指示
- a) 温泉宿の文章の「そしてとうとう温泉である」で始まる段落から、風呂や湯上がりに関わる道具・衣類・器具をすべて抜き出してください。
- b) 温泉宿の文章を、最後の文のあとから書き継いでください。

抜粋本文
━━━━━━━━━━━━━━━━━━━━
とはいえとにかく、すきっ腹で温泉には入れないので、まず晩ごはん。あちこちにいろんな山菜が使われていてうれしい。山菜の食べられる季節の終わりに間に合ったのだろう。

今回は、晩ごはんの時間と貸切露天風呂の時間をなるべく離すことに成功したものの、食後はおなかいっぱいすぎて動けない。釜炊き魚沼産コシヒカリのごはんを食べ切れず、今回も夜食用おにぎりにしていただいた。それでもこの宿は日本旅館では量が多くないほうだと思う。もちろん少なくはない。

そんなわけで、露天風呂の貸切時間まで、温泉に来てまで持参のタブレットでダウンロードずみのネトフリ番組を見て過ごす。

そしてとうとう温泉である。貸切露天風呂独り占め楽しかったです。お風呂に持っていく籠がリニューアルされて、コンパクトになってた。あと北国なので、五月上旬のこの季節でも、お風呂上りにはまだストーブが待ってる。選べる浴衣は自分では買わなそうな柄の向日葵にしてみた。なおタビックスは私物です。といっても、もともとどこかの温泉でもらったものだけど。
━━━━━━━━━━━━━━━━━━━━
データ
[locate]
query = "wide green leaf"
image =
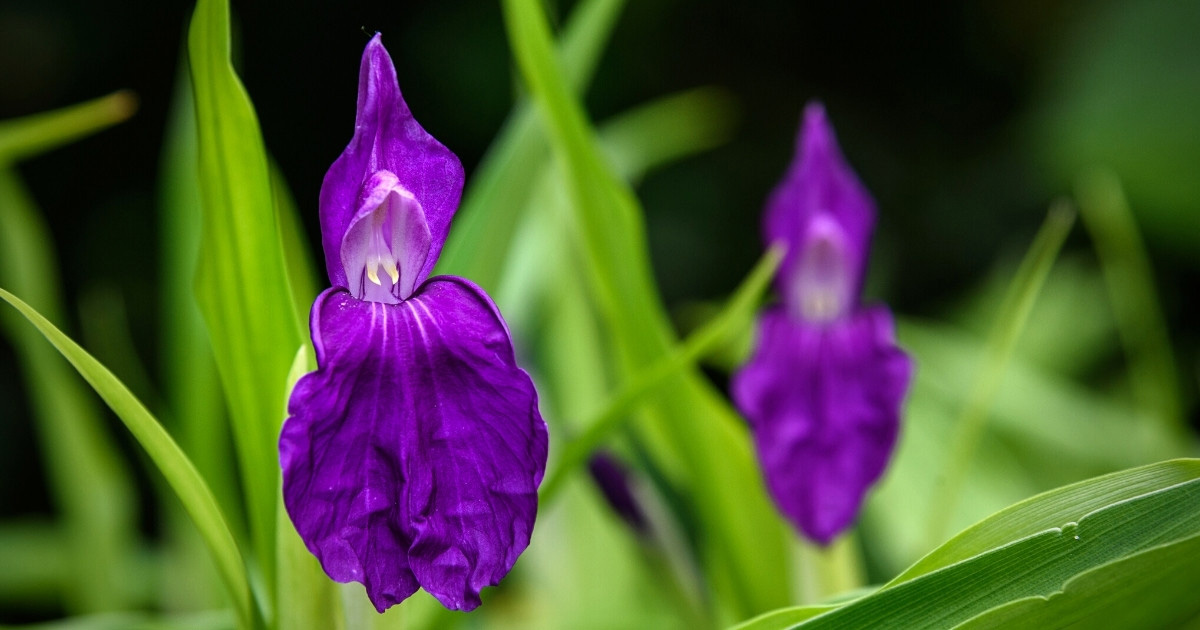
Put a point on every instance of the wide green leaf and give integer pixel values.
(93, 487)
(1155, 588)
(171, 461)
(243, 282)
(1089, 540)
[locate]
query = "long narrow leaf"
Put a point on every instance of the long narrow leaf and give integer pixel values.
(739, 307)
(742, 543)
(175, 467)
(243, 282)
(1009, 324)
(29, 136)
(93, 486)
(492, 204)
(192, 387)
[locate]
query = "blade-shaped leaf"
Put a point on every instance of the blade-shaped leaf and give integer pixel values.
(29, 136)
(243, 282)
(690, 424)
(498, 191)
(93, 486)
(171, 461)
(1080, 539)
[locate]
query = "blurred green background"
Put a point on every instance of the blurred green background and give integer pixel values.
(964, 119)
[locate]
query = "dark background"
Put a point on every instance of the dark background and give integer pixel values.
(965, 120)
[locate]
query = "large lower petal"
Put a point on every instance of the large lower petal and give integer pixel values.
(823, 403)
(412, 456)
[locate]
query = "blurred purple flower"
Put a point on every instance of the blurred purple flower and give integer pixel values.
(823, 389)
(412, 456)
(611, 475)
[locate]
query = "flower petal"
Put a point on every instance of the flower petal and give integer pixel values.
(413, 454)
(823, 403)
(387, 137)
(819, 183)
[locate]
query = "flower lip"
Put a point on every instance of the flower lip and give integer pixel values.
(389, 233)
(822, 283)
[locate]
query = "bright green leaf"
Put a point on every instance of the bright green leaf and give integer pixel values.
(171, 461)
(243, 282)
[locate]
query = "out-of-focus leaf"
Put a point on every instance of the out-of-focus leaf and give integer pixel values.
(93, 487)
(297, 249)
(667, 129)
(1123, 94)
(136, 621)
(243, 282)
(1081, 539)
(741, 535)
(501, 186)
(37, 564)
(29, 136)
(784, 617)
(1009, 324)
(683, 358)
(1134, 300)
(171, 461)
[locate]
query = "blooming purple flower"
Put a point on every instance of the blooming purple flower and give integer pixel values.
(823, 390)
(412, 456)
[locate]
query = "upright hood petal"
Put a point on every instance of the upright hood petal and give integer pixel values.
(819, 186)
(388, 138)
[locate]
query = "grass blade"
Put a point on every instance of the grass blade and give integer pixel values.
(29, 136)
(171, 461)
(1009, 323)
(93, 486)
(241, 282)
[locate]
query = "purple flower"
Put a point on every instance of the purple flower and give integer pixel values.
(823, 390)
(412, 456)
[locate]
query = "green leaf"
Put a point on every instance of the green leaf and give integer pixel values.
(1131, 282)
(91, 485)
(1011, 321)
(1155, 588)
(307, 597)
(175, 467)
(492, 205)
(29, 136)
(739, 307)
(243, 282)
(1079, 540)
(689, 425)
(191, 384)
(1053, 509)
(784, 617)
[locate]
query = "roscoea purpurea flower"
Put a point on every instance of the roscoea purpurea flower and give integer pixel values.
(412, 456)
(823, 389)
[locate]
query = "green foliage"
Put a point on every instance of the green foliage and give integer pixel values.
(243, 285)
(93, 486)
(742, 544)
(171, 461)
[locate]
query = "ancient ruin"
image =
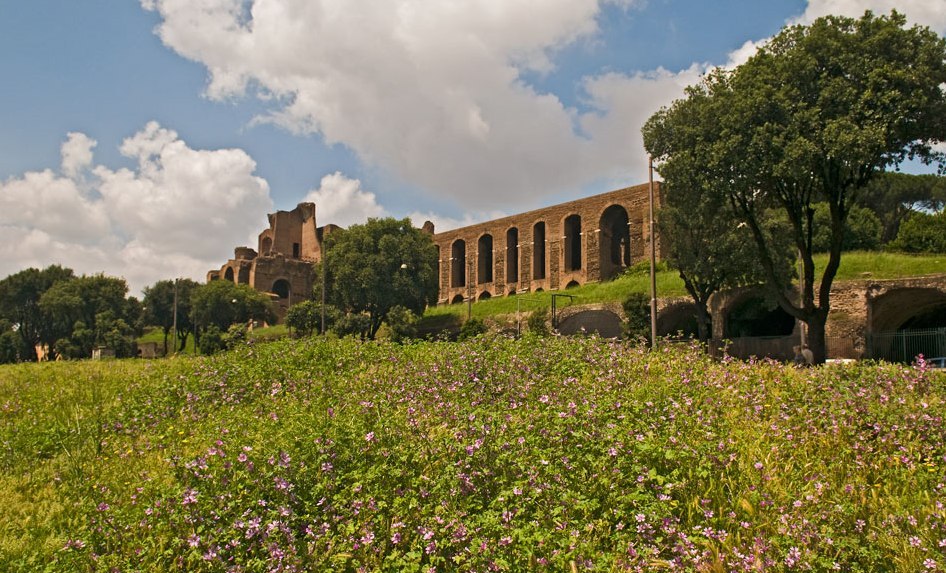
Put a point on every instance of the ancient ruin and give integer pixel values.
(283, 264)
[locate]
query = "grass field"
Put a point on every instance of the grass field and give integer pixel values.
(491, 455)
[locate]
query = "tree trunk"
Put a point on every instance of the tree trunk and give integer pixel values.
(816, 335)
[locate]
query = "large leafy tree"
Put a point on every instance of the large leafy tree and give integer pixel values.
(378, 265)
(814, 116)
(20, 294)
(222, 303)
(159, 303)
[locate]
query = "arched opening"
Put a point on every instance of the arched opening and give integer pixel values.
(572, 233)
(538, 251)
(755, 316)
(484, 259)
(614, 242)
(512, 255)
(458, 264)
(281, 289)
(907, 322)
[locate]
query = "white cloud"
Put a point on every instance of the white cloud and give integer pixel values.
(180, 213)
(341, 201)
(432, 92)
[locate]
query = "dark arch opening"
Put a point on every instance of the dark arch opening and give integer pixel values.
(572, 233)
(614, 242)
(755, 316)
(458, 264)
(512, 255)
(281, 288)
(484, 259)
(538, 251)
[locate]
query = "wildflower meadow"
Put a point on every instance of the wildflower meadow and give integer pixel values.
(490, 455)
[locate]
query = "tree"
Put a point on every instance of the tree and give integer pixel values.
(19, 303)
(90, 310)
(222, 303)
(708, 246)
(159, 301)
(814, 116)
(380, 264)
(922, 233)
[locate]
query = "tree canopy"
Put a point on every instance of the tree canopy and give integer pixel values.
(813, 117)
(380, 264)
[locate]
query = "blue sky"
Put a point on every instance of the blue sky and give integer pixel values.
(147, 139)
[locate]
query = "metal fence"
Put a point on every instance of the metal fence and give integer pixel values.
(906, 345)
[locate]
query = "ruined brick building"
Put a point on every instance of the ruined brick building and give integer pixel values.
(570, 244)
(282, 265)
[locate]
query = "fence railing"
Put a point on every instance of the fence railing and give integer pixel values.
(906, 345)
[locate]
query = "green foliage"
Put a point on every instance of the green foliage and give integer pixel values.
(472, 328)
(538, 321)
(325, 454)
(862, 230)
(636, 316)
(402, 324)
(355, 325)
(159, 302)
(222, 303)
(306, 317)
(922, 233)
(379, 265)
(812, 117)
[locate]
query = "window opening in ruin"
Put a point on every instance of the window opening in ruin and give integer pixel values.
(512, 255)
(614, 243)
(458, 264)
(538, 251)
(281, 288)
(484, 259)
(572, 243)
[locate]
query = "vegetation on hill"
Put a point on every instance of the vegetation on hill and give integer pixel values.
(494, 454)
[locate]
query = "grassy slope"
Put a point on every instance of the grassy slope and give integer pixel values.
(504, 454)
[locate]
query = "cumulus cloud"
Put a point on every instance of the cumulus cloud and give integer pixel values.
(431, 92)
(341, 201)
(179, 213)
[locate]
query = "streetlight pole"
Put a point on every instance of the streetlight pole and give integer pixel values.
(653, 260)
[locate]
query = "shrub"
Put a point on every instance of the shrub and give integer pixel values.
(471, 328)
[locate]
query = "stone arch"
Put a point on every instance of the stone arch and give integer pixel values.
(282, 289)
(753, 315)
(908, 309)
(572, 242)
(614, 243)
(484, 259)
(458, 264)
(538, 251)
(512, 255)
(678, 321)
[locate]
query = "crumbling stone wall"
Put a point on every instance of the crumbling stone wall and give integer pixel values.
(582, 241)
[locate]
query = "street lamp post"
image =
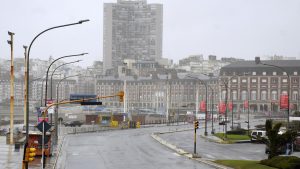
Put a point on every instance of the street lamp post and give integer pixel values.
(27, 65)
(212, 103)
(258, 61)
(11, 43)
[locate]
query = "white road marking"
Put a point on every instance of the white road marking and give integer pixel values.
(176, 154)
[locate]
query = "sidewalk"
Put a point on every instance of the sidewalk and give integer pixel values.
(184, 152)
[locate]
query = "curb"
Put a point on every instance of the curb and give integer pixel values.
(212, 140)
(185, 153)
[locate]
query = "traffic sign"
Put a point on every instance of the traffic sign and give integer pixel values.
(47, 126)
(46, 139)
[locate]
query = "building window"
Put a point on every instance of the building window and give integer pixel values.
(234, 95)
(253, 80)
(295, 95)
(263, 95)
(223, 95)
(273, 80)
(244, 95)
(295, 80)
(253, 95)
(284, 80)
(274, 95)
(283, 92)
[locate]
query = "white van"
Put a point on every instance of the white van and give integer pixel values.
(257, 134)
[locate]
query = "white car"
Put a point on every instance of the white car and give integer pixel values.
(256, 135)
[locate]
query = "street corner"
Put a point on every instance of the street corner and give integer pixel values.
(214, 139)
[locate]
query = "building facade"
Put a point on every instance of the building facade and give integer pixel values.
(261, 85)
(132, 30)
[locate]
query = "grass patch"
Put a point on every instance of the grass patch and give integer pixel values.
(243, 164)
(283, 162)
(233, 137)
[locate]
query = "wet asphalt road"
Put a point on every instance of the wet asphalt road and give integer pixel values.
(134, 149)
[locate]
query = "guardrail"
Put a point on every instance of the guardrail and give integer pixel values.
(83, 129)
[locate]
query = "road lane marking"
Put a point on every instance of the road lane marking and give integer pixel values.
(176, 154)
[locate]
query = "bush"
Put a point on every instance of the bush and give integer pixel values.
(237, 132)
(283, 162)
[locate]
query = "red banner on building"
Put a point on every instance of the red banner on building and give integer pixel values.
(284, 101)
(202, 106)
(230, 106)
(222, 108)
(246, 104)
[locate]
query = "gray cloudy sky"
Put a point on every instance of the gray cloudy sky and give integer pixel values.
(226, 28)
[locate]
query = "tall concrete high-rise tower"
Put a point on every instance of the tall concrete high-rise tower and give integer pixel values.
(132, 30)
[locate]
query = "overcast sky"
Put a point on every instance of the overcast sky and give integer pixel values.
(226, 28)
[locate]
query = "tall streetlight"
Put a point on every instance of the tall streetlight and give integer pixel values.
(205, 84)
(11, 43)
(56, 112)
(27, 65)
(258, 61)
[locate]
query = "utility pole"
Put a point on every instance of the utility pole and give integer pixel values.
(25, 80)
(11, 42)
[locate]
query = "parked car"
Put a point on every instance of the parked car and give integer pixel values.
(73, 123)
(281, 150)
(258, 135)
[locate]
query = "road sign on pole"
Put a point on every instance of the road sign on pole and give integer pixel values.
(43, 125)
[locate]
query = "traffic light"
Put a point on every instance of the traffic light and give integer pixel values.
(121, 95)
(196, 123)
(30, 154)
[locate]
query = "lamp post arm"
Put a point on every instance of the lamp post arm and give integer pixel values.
(49, 69)
(55, 70)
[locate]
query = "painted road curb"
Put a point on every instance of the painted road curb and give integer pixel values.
(183, 152)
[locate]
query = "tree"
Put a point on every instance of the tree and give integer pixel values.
(275, 141)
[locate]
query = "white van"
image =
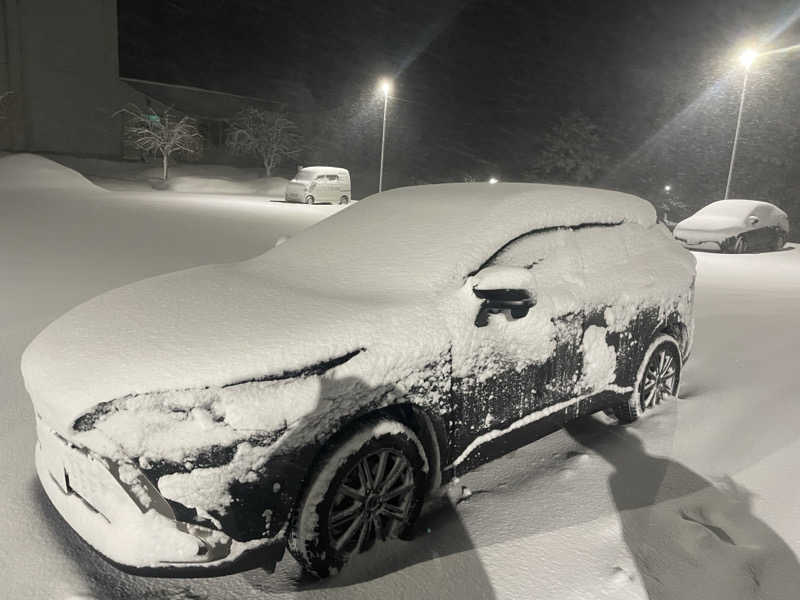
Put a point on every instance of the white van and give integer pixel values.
(319, 184)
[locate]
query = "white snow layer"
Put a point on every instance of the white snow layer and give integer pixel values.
(374, 275)
(543, 521)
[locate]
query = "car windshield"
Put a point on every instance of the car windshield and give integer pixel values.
(423, 239)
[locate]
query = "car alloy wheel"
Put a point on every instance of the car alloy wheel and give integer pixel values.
(367, 487)
(373, 500)
(658, 379)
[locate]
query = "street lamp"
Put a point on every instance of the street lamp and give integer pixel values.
(746, 59)
(385, 87)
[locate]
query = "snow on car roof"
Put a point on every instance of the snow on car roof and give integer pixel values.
(426, 237)
(732, 208)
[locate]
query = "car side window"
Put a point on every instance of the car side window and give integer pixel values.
(531, 248)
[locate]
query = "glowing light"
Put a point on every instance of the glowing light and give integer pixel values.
(747, 57)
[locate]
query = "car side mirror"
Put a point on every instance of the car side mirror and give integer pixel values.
(503, 289)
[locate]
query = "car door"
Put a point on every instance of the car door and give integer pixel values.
(515, 367)
(334, 188)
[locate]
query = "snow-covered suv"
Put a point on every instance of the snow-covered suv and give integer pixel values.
(202, 420)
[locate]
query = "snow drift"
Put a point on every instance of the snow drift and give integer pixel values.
(33, 171)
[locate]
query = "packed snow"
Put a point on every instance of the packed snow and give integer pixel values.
(697, 500)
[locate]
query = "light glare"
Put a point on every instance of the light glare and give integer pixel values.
(747, 57)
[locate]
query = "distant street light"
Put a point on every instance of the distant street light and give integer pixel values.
(746, 59)
(385, 87)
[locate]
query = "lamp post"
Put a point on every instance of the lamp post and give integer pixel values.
(386, 87)
(746, 58)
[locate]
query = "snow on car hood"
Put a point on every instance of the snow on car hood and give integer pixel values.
(708, 227)
(208, 326)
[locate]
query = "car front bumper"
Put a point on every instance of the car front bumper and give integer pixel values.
(135, 539)
(709, 246)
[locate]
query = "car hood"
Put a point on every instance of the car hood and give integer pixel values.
(210, 326)
(710, 224)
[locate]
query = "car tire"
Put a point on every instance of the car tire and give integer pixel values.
(658, 377)
(369, 486)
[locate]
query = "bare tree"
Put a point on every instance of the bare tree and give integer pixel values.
(161, 132)
(572, 152)
(272, 136)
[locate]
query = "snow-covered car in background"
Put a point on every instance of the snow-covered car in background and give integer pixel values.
(734, 226)
(201, 421)
(320, 184)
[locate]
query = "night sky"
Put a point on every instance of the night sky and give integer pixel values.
(479, 84)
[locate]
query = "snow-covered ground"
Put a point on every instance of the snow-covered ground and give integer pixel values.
(700, 500)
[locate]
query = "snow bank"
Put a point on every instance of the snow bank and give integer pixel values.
(36, 172)
(266, 186)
━━━━━━━━━━━━━━━━━━━━
解答
- a) 籠、ストーブ、浴衣、タビックス

- b)
なお、晩ごはんであんなにおなかいっぱいになったのに、温泉に入ってまたネトフリ見てたらおなかがすいてきて、食べられなかったごはんで作ってもらっておにぎりを2個とも食べた。連泊したら5キロは太りそう……。

 

ところで、この温泉旅館に泊まるのは三度目なのだが、 値段がいわゆる温泉旅館の価格なのに対して、 「友達の田舎のばあちゃんち」感40%・「民宿」感35%・「温泉旅館」感25%という感じで、かなりほっといてくれるので、至れり尽くせりの温泉旅館を求める人には向かないかもしれない。むしろそういう人は、咲花温泉には皇太子が泊まったので貴賓室のある宿もあるのでそちらを。泊まったことないから至れり尽くせりかは不明だけど、たぶん碧水荘よりおもてなししてくれるんじゃなかろうか。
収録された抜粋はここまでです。